--- Begin ---
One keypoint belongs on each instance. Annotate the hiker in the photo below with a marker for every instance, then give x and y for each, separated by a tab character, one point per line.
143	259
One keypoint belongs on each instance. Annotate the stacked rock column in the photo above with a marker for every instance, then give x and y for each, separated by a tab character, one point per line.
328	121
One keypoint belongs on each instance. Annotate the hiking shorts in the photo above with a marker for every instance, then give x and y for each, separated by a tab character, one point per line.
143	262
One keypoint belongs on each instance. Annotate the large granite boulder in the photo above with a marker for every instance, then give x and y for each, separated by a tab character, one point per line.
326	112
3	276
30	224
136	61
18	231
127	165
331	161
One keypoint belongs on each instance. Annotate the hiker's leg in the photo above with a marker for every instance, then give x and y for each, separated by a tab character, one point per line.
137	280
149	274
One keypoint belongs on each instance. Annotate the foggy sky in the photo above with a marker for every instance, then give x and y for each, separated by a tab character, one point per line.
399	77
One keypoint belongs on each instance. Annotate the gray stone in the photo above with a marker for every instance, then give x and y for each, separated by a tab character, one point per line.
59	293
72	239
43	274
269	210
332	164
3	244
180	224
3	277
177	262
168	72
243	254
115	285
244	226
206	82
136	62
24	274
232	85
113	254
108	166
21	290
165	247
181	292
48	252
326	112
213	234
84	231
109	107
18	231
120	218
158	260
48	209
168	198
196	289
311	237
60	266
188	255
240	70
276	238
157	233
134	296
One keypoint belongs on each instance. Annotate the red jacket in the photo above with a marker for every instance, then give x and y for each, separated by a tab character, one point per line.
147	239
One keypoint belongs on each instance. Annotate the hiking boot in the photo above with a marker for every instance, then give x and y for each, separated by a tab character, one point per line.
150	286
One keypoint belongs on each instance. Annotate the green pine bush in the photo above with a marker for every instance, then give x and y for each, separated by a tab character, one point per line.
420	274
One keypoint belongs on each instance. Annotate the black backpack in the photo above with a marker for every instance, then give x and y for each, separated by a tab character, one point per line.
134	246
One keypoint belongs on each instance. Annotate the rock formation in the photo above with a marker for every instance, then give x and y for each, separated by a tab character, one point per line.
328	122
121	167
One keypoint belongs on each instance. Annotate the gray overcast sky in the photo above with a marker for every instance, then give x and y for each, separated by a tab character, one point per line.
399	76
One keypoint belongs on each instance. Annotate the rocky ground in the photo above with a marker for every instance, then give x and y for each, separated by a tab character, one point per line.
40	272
--- End ---
### REQUEST
Reproduce every row above, swapping "keypoint" for "landmark" wherever it occurs and keeping everything else the same.

### TASK OUTPUT
One landmark belongs on each instance. Annotate the hiker in the photo below with a marker for every instance, then give x and y for each, separated by a tab character, one point per line.
143	259
One landmark belongs on each instance. Annotate the stacked rock column in the photo above with a marker for every instance, then give x and y for each, separated by a tab character, one point per line.
328	121
One landmark belongs on each instance. Annotate the hiking shorts in the photo above with a marker for every instance, then give x and y for each, separated by a tab character, one point per line.
143	262
One landmark belongs on each instance. Annotate the large granite boulder in the photo above with a marker for every instance, then give x and y for each, separated by a tab character, one point per line.
326	112
3	276
30	224
136	61
18	231
127	165
331	161
One landmark belongs on each instance. Annotate the hiker's leg in the photo above with a marker for every instance, then give x and y for each, separated by a tab character, one point per line.
137	280
149	274
One landmark belongs on each instance. Annotate the foggy sky in the photo above with a marker for every instance, then give x and y for each, separated by a tab character, one point per line.
399	77
One landmark belongs on each instance. Annotate the gray stone in the photo above with a marker for every instance, then give x and y for each, separated by a tab character, one point per line.
59	293
72	239
43	274
269	210
332	164
3	244
180	224
3	277
177	262
168	72
243	254
115	285
244	226
206	82
136	62
24	274
232	85
113	254
108	166
21	290
165	247
181	292
48	252
326	112
213	234
84	231
109	107
18	231
120	218
158	260
48	209
168	198
196	289
311	237
60	266
188	255
240	70
276	238
157	233
134	296
One landmark belongs on each instance. Annotate the red jacket in the photo above with a marker for every instance, then give x and y for each, separated by a tab character, one point per line.
147	239
One landmark belongs on each instance. Annotate the hiking boot in the photo above with a marker for every instance, then give x and y for each, separated by a tab character, one point per line.
150	286
One landmark belongs on each instance. Annotate the green pine bush in the photo above with a marker for every instance, then give x and y for each, separated by a tab character, one point per line.
420	274
One landmark belongs on each instance. Annotate the black backpack in the photo above with a marker for every instance, then give x and y for each, separated by a tab character, one point per line.
134	246
One landmark belongs on each instance. Annotate the rock formation in the photo above with a marker for every instance, then give x and y for each, separated by a tab character, one point per line.
328	122
121	167
One landmark belongs on each instance. Annotate the gray overcast sky in the photo above with a marker for every instance, then give x and y for each, separated by a tab character, one point per line.
399	76
One landmark belongs on each instance. Annotate the rocky ground in the photo above with a marker for every instance, then give x and y for each, separated by a tab character, one point per line.
40	272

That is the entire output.